RECORDS TO PROCESS
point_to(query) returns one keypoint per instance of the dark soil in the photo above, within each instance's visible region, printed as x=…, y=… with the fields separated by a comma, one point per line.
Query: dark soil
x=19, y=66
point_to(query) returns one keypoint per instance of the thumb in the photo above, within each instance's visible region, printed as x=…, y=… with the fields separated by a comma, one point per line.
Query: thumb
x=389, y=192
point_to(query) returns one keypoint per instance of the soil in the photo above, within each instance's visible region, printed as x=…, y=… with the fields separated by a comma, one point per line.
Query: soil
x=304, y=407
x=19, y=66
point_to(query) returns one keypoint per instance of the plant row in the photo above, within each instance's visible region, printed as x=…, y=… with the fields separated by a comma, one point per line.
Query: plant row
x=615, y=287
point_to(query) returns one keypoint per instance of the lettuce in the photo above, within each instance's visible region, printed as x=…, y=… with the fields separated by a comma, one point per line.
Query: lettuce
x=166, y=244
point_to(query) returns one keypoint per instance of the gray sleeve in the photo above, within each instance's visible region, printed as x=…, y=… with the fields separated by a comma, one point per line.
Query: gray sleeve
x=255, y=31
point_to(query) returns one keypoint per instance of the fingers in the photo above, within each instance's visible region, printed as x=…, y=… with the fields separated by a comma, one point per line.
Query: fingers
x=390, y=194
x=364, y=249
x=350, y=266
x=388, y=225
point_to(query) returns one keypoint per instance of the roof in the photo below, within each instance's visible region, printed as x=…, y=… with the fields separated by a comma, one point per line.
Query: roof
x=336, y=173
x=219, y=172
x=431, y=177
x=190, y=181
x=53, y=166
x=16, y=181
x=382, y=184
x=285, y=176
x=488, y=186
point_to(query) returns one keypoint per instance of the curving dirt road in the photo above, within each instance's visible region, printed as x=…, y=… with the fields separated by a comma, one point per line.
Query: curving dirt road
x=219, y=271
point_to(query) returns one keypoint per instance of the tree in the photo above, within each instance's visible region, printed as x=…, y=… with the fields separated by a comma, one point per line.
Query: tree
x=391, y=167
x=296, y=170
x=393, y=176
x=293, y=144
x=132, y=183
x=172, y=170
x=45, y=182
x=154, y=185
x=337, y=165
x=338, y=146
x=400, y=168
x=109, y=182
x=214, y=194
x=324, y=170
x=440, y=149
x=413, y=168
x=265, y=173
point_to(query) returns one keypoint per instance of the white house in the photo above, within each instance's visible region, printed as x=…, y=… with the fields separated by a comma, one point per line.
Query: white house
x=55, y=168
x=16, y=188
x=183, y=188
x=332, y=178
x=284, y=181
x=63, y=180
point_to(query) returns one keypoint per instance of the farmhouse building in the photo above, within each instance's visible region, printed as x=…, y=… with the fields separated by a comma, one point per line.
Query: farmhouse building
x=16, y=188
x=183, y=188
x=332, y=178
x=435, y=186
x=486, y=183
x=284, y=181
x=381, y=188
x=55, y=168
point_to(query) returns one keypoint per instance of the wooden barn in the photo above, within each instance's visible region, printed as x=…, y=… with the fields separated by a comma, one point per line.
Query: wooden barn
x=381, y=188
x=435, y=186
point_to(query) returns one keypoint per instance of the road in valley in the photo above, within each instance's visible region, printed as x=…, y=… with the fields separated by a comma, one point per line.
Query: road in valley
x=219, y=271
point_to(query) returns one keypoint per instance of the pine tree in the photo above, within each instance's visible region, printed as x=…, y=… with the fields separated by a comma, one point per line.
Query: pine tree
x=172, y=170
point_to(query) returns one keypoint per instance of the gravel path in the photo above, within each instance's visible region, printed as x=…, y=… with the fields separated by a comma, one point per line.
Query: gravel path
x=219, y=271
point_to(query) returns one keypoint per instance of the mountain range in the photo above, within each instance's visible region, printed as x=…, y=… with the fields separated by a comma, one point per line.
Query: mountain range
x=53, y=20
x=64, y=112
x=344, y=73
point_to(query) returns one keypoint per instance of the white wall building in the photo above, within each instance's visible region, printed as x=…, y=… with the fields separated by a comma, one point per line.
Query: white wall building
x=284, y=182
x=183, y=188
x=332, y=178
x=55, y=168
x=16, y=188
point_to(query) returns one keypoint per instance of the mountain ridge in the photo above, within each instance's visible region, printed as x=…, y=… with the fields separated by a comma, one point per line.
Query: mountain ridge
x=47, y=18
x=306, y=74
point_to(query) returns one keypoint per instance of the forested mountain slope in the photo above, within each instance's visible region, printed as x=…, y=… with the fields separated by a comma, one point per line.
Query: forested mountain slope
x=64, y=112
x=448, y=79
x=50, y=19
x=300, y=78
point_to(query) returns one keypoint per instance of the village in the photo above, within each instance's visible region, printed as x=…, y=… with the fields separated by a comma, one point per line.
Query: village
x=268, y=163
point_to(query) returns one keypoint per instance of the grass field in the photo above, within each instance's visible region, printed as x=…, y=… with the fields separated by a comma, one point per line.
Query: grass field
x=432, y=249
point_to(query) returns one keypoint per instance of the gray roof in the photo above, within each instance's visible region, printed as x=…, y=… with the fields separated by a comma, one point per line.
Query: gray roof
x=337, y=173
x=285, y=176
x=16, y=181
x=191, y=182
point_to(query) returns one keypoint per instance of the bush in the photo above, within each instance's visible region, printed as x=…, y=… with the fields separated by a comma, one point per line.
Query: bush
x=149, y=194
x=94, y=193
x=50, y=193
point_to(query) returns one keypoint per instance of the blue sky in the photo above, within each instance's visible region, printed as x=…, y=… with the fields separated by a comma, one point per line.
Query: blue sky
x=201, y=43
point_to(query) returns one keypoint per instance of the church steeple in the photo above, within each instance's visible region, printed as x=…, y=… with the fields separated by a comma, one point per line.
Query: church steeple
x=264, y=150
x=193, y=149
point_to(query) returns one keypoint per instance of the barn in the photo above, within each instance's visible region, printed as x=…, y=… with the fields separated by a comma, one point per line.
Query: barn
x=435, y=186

EXERCISE DESCRIPTION
Reproduce the preceding entries exactly and completely.

TASK SOLUTION
point_to(query) returns one keypoint per instance of the dark soil in the photo above, within each instance's visible region, printed as x=…, y=… with the fields separated by a comma, one point per line.
Query: dark soil
x=19, y=66
point_to(query) returns one keypoint per instance of the thumb in the photo above, within each instance's visible region, printed as x=…, y=… with the fields separated by a comma, one point per line.
Query: thumb
x=389, y=192
point_to(query) returns one keypoint per instance of the soil in the photo above, within each instance's visible region, printed as x=…, y=… with the fields separated by a comma, one point per line.
Query: soil
x=304, y=407
x=19, y=66
point_to(query) returns one keypoint per instance of the plant row in the photo above, within each instance's visible region, printed as x=…, y=… with the fields separated by a comma, one point per line.
Query: plant row
x=615, y=287
point_to(query) returns one keypoint per instance of the lettuce in the photo above, within each instance's visible region, printed as x=…, y=… with the fields separated by a comma, one point per line.
Query: lettuce
x=166, y=244
point_to(query) returns one keypoint per instance of the gray sleeve in the photo above, within each instance's visible region, printed as x=…, y=… with the fields separated by a comma, one point per line.
Query: gray sleeve
x=255, y=31
point_to(query) returns one keypoint per instance of the fingers in the photo above, within each instance's visible region, printed as x=…, y=… with the fields separated by a comma, one point per line.
Query: fingers
x=390, y=194
x=364, y=249
x=350, y=266
x=388, y=225
point_to(query) returns one keypoint per instance of the roof in the photo below, within each instance's visible region, printed as x=…, y=… with the fields separated by a comma, one point per line.
Query: roof
x=336, y=173
x=219, y=172
x=431, y=177
x=190, y=181
x=53, y=166
x=16, y=181
x=382, y=184
x=285, y=176
x=488, y=186
point_to(query) returns one keypoint per instance of the curving dirt road in the photo above, within each instance's visible region, printed as x=…, y=… with the fields separated by a comma, one point per line.
Query: curving dirt road
x=219, y=271
point_to(query) returns one keypoint per instance of the tree in the photo above, within each instance's visible region, printed as x=…, y=… with the fields separated by a comma, one point per line.
Query: tree
x=391, y=167
x=296, y=170
x=393, y=176
x=293, y=144
x=132, y=183
x=172, y=170
x=45, y=182
x=154, y=185
x=337, y=165
x=338, y=146
x=400, y=168
x=109, y=182
x=214, y=194
x=324, y=170
x=440, y=149
x=413, y=168
x=265, y=173
point_to(query) returns one keypoint per instance of the white house in the photo above, within each instance's visible region, printed as x=…, y=… with the fields separated by a comma, one point per line.
Query: white house
x=55, y=168
x=16, y=188
x=183, y=188
x=332, y=178
x=284, y=181
x=63, y=180
point_to(query) returns one keypoint per instance of the farmhouse building in the photo above, within each instance's visible region, printed as x=…, y=… with the fields separated by a comma, one point per line.
Query: farmhouse building
x=16, y=188
x=183, y=188
x=332, y=178
x=435, y=186
x=486, y=183
x=284, y=181
x=381, y=188
x=55, y=168
point_to(query) returns one keypoint per instance of the wooden barn in the photo above, within each instance's visible region, printed as x=…, y=… with the fields separated by a comma, one point per line.
Query: wooden barn
x=381, y=188
x=435, y=186
point_to(query) returns one keypoint per instance of the road in valley in the photo above, within each instance's visible region, printed as x=…, y=… with the fields separated by a comma, one point per line.
Query: road in valley
x=219, y=271
point_to(query) returns one keypoint per instance of the pine tree in the photo above, within each instance's visible region, printed as x=…, y=… with the fields separated by a comma, one point per line.
Query: pine tree
x=172, y=170
point_to(query) returns one keypoint per instance of the gravel path in the photo above, within each instance's visible region, printed as x=…, y=… with the fields separated by a comma, one point per line.
Query: gravel path
x=219, y=271
point_to(query) returns one keypoint per instance of the mountain range in the photo above, within each instance's visible region, printed as x=…, y=… with the fields separated by a comma, one point per line.
Query: mountain range
x=53, y=20
x=64, y=112
x=344, y=73
point_to(query) returns one keypoint per instance of the white wall building in the photo above, within each instance's visible region, printed as x=…, y=… with the fields separated by a comma, one point per line.
Query: white wall building
x=284, y=182
x=183, y=188
x=332, y=178
x=55, y=168
x=16, y=188
point_to(query) returns one keypoint per instance of the mountain ridge in the photo above, within each instance's visible region, printed as x=…, y=… with the fields separated by a comma, one point per line.
Query: mountain ridge
x=47, y=18
x=306, y=74
point_to(query) returns one keypoint per instance of the forested mountain slope in the photo above, within each instance's visible region, printed as x=…, y=… with the fields separated by a comma, one point per line.
Query: forested mountain slope
x=64, y=112
x=448, y=79
x=50, y=19
x=300, y=78
point_to(query) returns one keypoint per instance of the village in the photo above, within each instance's visible region, printed as x=…, y=… with the fields separated by a comma, one point per line.
Query: village
x=268, y=163
point_to(query) returns one keypoint per instance of the grass field in the photo above, within each instance's visible region, printed as x=…, y=… with the fields separated by a comma, one point per line.
Query: grass field
x=432, y=249
point_to(query) returns one keypoint per instance of the gray roof in the photo above, within each instance's visible region, printed as x=…, y=… with the fields separated by a comma, one point per line.
Query: gray roof
x=337, y=173
x=285, y=176
x=16, y=181
x=191, y=182
point_to(query) returns one keypoint per instance of the bush in the photo above, within each instance's visible region, printed as x=…, y=… with the fields separated by a comma, one point per line.
Query: bush
x=149, y=194
x=94, y=193
x=50, y=193
point_to(query) returns one keypoint per instance of the blue sky in the photo above, within each instance's visible region, printed as x=…, y=… with the fields separated by a comma, one point per line.
Query: blue sky
x=201, y=43
point_to(query) returns one keypoint per instance of the church steeple in the photo above, within each instance's visible region, printed as x=…, y=… with the fields separated by a comma, one point per line.
Query: church steeple
x=264, y=150
x=193, y=149
point_to(query) returns one keypoint per instance of the barn in the photo above, within each instance's visible region, printed as x=…, y=… with the fields separated by a comma, one point per line.
Query: barn
x=435, y=186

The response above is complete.